Dataset rows -
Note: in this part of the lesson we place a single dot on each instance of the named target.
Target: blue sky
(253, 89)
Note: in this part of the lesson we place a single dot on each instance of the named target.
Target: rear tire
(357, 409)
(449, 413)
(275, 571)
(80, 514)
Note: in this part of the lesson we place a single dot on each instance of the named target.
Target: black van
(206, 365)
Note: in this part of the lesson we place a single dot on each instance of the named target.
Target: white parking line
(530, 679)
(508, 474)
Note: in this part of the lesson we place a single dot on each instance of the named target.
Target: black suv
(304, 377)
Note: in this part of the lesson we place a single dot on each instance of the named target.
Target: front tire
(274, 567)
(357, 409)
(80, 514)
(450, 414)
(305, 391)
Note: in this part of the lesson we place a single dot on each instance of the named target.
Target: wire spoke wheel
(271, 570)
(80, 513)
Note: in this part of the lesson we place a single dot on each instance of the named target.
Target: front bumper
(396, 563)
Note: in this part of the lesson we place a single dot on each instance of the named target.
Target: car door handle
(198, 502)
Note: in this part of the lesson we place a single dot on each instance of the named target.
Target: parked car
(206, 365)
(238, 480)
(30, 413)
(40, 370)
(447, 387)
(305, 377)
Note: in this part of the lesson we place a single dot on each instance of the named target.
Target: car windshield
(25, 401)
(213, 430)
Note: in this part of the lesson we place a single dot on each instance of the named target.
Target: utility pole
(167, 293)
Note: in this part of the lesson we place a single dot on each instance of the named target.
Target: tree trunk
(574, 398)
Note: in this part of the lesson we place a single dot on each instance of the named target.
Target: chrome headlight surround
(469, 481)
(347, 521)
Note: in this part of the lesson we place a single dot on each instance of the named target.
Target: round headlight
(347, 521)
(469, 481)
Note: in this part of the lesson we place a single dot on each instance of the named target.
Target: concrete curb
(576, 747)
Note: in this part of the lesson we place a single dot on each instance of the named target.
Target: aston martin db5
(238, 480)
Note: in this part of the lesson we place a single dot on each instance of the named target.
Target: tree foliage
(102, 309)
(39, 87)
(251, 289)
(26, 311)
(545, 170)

--

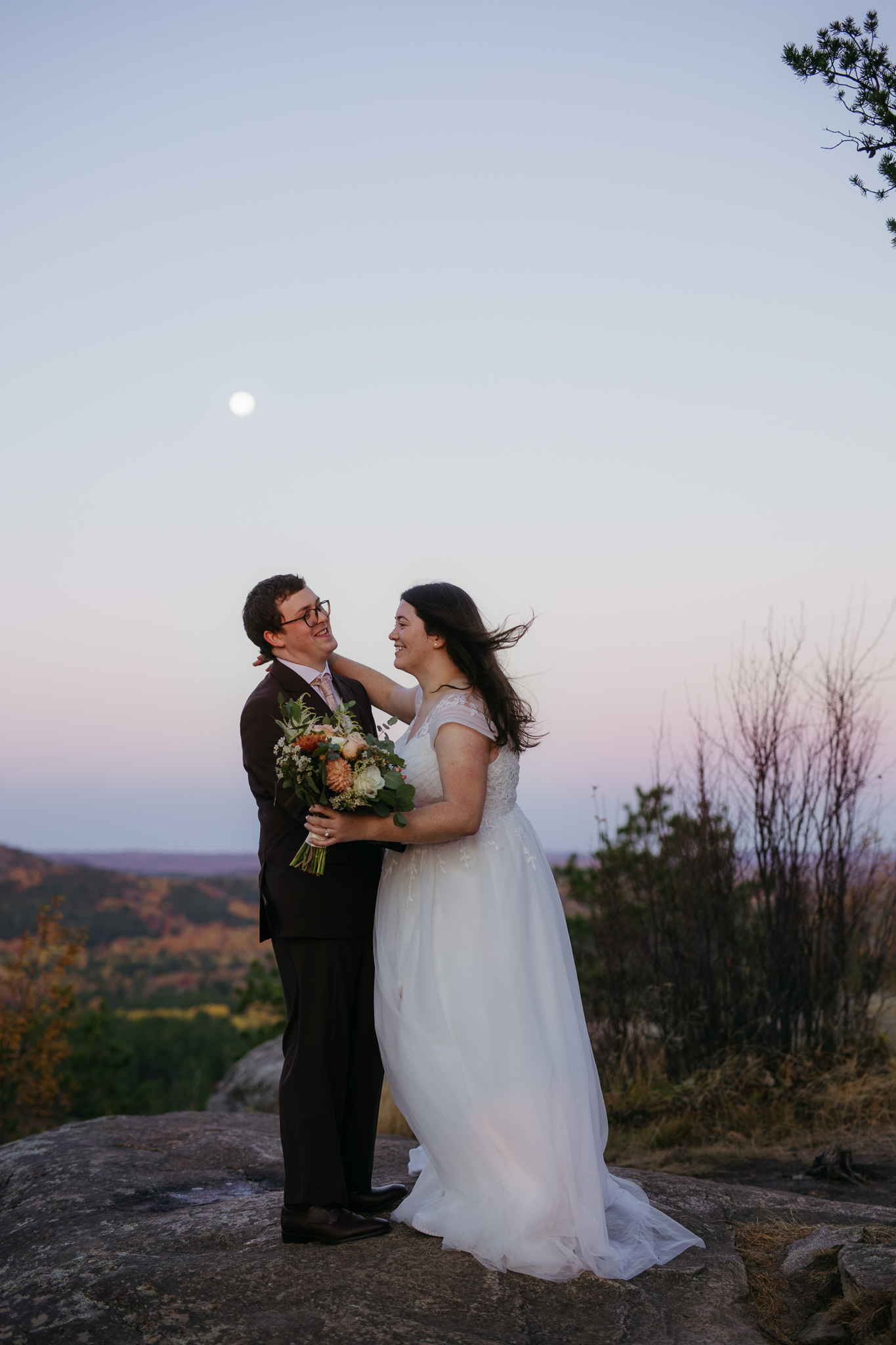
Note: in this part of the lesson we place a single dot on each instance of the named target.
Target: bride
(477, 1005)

Direction - Extract each line from the entries above that contains the string "tree", and reproduce those lines unchanged.

Complete output -
Target: tree trunk
Target: tree foliage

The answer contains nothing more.